#### Exercise goal
Would you retype all of these records exactly?

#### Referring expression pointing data
═══
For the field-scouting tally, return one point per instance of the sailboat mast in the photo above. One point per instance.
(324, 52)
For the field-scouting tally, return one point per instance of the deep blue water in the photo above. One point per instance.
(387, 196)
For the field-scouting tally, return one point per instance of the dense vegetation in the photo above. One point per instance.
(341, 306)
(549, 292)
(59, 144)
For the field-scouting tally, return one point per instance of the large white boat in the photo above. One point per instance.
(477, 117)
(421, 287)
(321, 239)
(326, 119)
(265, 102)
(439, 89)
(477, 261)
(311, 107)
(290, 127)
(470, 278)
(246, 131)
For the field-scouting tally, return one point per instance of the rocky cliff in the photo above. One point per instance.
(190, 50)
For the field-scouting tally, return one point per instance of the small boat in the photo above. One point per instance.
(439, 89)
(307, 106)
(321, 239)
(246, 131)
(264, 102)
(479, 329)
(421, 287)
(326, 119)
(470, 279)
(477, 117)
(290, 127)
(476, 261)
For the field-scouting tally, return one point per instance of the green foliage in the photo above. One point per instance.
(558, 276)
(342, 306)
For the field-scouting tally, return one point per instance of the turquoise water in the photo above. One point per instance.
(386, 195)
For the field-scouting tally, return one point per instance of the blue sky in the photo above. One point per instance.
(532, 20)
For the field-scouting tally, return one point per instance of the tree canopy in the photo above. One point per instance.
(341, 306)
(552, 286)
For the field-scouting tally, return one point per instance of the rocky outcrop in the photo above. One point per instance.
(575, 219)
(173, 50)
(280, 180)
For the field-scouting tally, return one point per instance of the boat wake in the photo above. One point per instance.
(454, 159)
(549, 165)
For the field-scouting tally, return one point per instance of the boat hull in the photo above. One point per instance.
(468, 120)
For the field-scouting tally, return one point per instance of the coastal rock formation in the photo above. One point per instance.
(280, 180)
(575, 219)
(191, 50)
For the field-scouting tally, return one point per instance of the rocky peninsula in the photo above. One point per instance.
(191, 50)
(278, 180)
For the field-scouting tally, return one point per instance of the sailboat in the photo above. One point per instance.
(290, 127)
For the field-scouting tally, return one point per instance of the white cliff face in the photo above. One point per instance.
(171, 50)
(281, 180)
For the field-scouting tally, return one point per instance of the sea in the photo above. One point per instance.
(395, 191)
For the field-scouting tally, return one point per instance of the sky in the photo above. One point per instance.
═══
#### Written answer
For the field-scouting tally, return one point per instance of the sailboat mast in the photo above. One point per instance.
(324, 52)
For the field-scouting tally, return one point per instance of the deep blue water in the photo above. One point per instance.
(387, 196)
For the field-scouting tally, return one point per instance of the dense vegetation in the photo above. One point per instance.
(341, 306)
(549, 292)
(59, 144)
For the field-scouting tally, return one point per instance of the large white boat in the photo above. One point per instance.
(477, 117)
(421, 287)
(321, 239)
(326, 119)
(265, 102)
(439, 89)
(477, 261)
(311, 107)
(290, 127)
(470, 278)
(246, 131)
For the field-scouting tally, return one point per instance of the rocky cliff in the photo above. One point per instance.
(190, 50)
For the field-scouting tally, return one point per instance of the small boat in the photo above. One point per instance.
(439, 89)
(307, 106)
(321, 239)
(246, 131)
(264, 102)
(479, 329)
(421, 287)
(326, 119)
(470, 279)
(477, 117)
(290, 127)
(476, 261)
For the field-scouting tally, return one point per instance of the green foliage in the photo above. One point per instance.
(558, 276)
(342, 306)
For the field-scouting tally, return one point per instance of the turquoise water in the photo above. One point per instance.
(386, 195)
For the field-scouting tally, return one point per instance of the blue sky in the photo above. One point per instance.
(532, 20)
For the field-scouting tally, return one point per instance of the tree canopy in the photo above. One point per instance.
(341, 306)
(552, 286)
For the field-scouting tally, return one point per instance of the rocky outcrop in the photo above. One point per instance.
(575, 219)
(173, 50)
(280, 180)
For the field-scouting tally, return one point per instance of the boat wake in the photo above. One point per instance.
(454, 159)
(549, 165)
For the field-scouting tally, return one point per instance of the boat hull in the photo above. One point per instance.
(468, 120)
For the field-scouting tally, return one point per instance of the coastal rock formation in the photo above. One point per instance.
(280, 180)
(575, 219)
(191, 50)
For the field-scouting tally, return one point per instance of the rocky peninsula in the photo above. One point per instance.
(191, 50)
(278, 180)
For the field-scouting tally, return one point per instance of the sailboat in the photo above. One point per instance.
(290, 127)
For the field-scouting tally, return one point per instance of the white cliff face in the photo above. One point per instance.
(171, 50)
(281, 180)
For the field-scouting tally, return one point per instance of the sea in the photo above. One point per instance.
(395, 191)
For the field-scouting tally, return one point per instance of the sky in the photo above. One point per instance.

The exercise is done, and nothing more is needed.